= Your instructions =
Arrange every line of the records below as a numbered list, skipping blank lines. Leave the pictures out of your answer.

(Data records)
··········

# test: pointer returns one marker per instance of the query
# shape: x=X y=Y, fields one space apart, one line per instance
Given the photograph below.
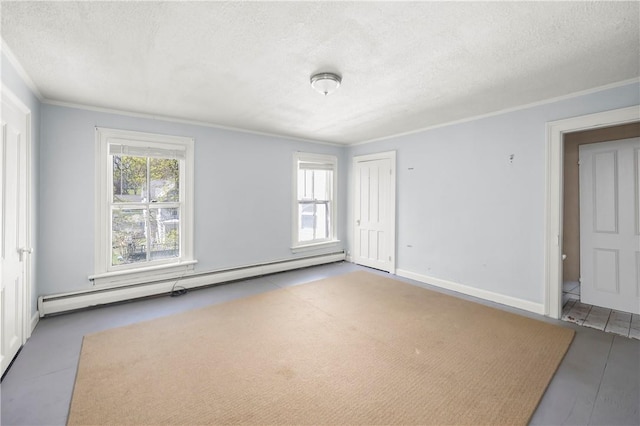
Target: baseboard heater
x=58 y=303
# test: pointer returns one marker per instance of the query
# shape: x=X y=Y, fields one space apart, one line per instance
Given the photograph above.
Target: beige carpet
x=354 y=349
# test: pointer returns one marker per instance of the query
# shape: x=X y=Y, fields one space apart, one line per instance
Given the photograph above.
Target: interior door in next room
x=374 y=211
x=610 y=224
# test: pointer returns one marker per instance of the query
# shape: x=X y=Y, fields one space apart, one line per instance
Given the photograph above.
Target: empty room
x=320 y=212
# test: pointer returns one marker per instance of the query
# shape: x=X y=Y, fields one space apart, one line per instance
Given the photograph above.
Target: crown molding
x=22 y=73
x=506 y=110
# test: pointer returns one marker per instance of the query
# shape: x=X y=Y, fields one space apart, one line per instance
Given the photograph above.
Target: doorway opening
x=574 y=308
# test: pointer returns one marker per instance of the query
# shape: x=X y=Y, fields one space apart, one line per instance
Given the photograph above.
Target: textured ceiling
x=246 y=65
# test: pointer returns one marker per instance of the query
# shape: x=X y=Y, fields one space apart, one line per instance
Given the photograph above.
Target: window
x=144 y=199
x=314 y=208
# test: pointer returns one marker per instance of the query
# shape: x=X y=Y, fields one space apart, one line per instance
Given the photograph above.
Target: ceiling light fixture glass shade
x=325 y=82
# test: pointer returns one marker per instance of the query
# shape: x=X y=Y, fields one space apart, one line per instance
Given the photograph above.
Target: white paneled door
x=610 y=224
x=13 y=223
x=374 y=211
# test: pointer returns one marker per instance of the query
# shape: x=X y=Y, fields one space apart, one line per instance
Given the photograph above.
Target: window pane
x=313 y=221
x=306 y=224
x=165 y=176
x=321 y=184
x=129 y=179
x=128 y=238
x=164 y=228
x=322 y=221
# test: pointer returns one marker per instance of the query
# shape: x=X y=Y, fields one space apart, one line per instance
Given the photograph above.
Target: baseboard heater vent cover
x=59 y=303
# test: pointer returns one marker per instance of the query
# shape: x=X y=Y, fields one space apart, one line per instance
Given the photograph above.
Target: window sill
x=143 y=275
x=315 y=246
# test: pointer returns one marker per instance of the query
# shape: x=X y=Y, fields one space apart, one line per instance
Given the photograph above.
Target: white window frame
x=296 y=245
x=114 y=275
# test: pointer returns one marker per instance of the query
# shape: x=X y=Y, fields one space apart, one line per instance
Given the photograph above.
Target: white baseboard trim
x=514 y=302
x=58 y=303
x=34 y=321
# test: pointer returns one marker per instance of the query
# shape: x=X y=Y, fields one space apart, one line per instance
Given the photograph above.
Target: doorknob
x=23 y=250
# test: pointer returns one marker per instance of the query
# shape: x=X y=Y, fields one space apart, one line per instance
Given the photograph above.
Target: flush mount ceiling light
x=325 y=82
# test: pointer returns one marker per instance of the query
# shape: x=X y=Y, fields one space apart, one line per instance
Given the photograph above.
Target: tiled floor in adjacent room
x=598 y=382
x=608 y=320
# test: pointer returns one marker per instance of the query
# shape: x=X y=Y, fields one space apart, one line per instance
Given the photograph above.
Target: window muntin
x=315 y=190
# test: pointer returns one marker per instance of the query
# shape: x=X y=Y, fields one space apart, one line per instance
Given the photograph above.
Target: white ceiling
x=246 y=65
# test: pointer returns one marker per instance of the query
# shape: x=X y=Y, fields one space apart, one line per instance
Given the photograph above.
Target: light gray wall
x=243 y=193
x=470 y=215
x=14 y=83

··········

= Solved problem =
1. # test: pointer returns one marker per instance of the query
2. # shape: x=X y=Y, fields one space apart, one line per instance
3. Given the photograph below.
4. Target: baseboard heater
5. x=58 y=303
6. # test: pointer returns one marker per instance of the query
7. # shape: x=X y=Y, fields one space apart, one line per instance
8. Given the photograph above.
9. Target: beige carpet
10. x=354 y=349
11. # test: pointer returns one marker per instance of the query
12. # shape: x=X y=Y, fields one space apart, one line per instance
13. Given the photograph above.
14. Target: interior door in next room
15. x=374 y=211
16. x=610 y=224
17. # test: pointer returns one marker per instance of the query
18. # shape: x=X y=Y, fields one space apart, one line per instance
19. Given the photograph above.
20. Target: empty room
21. x=320 y=212
22. # test: pointer returns one marker per instance of the query
23. # shape: x=X y=Y, fields one space apart, one line per instance
24. Given the photograph above.
25. Target: crown molding
26. x=22 y=73
27. x=506 y=110
28. # test: pointer returns one marker per instance of the query
29. # shape: x=X y=Y, fields one space apart, one line per instance
30. Given the photograph above.
31. Target: doorway opening
32. x=574 y=308
33. # test: pointer returns one marker per instance of the query
34. # shape: x=X y=Y, fields one space apart, one line per instance
35. Given the photograph above.
36. Target: textured ceiling
37. x=246 y=65
38. # test: pointer returns one marker per instance of the query
39. # shape: x=X y=Y, fields one space apart, one line per instance
40. Given the photograph above.
41. Target: window
42. x=144 y=199
43. x=314 y=208
44. # test: pointer returns one marker per instance of the query
45. # shape: x=X y=Y, fields one space apart, one line per instance
46. Given the photograph above.
47. Target: ceiling light fixture glass shade
48. x=325 y=82
49. # test: pointer returns one marker per instance of the query
50. # shape: x=X y=Y, fields one space apart, one line per instance
51. Given the photograph above.
52. Target: white paneled door
53. x=610 y=224
54. x=13 y=223
55. x=374 y=211
56. # test: pointer returns one marker per instance of the query
57. # shape: x=X y=Y, fields one space apart, one line per instance
58. Given the photograph above.
59. Target: window pane
60. x=313 y=221
61. x=306 y=224
62. x=165 y=176
63. x=321 y=184
64. x=129 y=179
65. x=128 y=238
66. x=164 y=228
67. x=322 y=221
68. # test: pointer returns one marker per instance of the query
69. # shape: x=X y=Y, fields one space apart, one line per instance
70. Given the photograph above.
71. Target: baseboard heater vent cover
72. x=59 y=303
73. # test: pointer returns one marker per instance of the query
74. # shape: x=X y=Y, fields one space apart, one line per instance
75. Given the photograph above.
76. Target: window sill
77. x=143 y=275
78. x=315 y=246
79. # test: pointer returns one marker per instance of the query
80. # shape: x=X y=Y, fields one space apart, one line per instance
81. Given the photograph above.
82. Target: white window frame
83. x=296 y=245
84. x=114 y=275
85. # test: pointer returns one marker per instance of the query
86. # shape: x=X y=Y, fields one space apart, one line per instance
87. Given the photograph above.
88. Target: white baseboard trim
89. x=514 y=302
90. x=58 y=303
91. x=34 y=321
92. # test: pointer returns one marker per instance of the query
93. # shape: x=X y=Y, fields one space apart, one line per instance
94. Given the photograph above.
95. Target: doorknob
96. x=23 y=250
97. # test: pointer returns one marker per instance of the query
98. # shape: x=X y=Y, fields one space apart, one line per instance
99. Given the photograph above.
100. Target: flush mount ceiling light
101. x=325 y=82
102. # test: pointer returns one marker per instance of the query
103. # shape: x=X y=Y, fields one space apart, one line per instance
104. Given the photograph above.
105. Target: tiled floor in adjacent room
106. x=598 y=382
107. x=608 y=320
108. # test: pointer returns one marker per instance of the query
109. # shape: x=X y=Y, fields one space apart, one line per instance
110. Given the photograph above.
111. Target: window muntin
112. x=315 y=190
113. # test: pointer returns one marker per instance of the query
114. # shape: x=X y=Y, fields one space apart, one line per instance
115. Given the photograph above.
116. Target: white ceiling
117. x=246 y=65
118. # test: pointer returns one marker per instance of the query
119. # shape: x=X y=Y, fields one space apart, one line per instance
120. Given the photograph above.
121. Target: light gray wall
122. x=243 y=193
123. x=470 y=215
124. x=14 y=83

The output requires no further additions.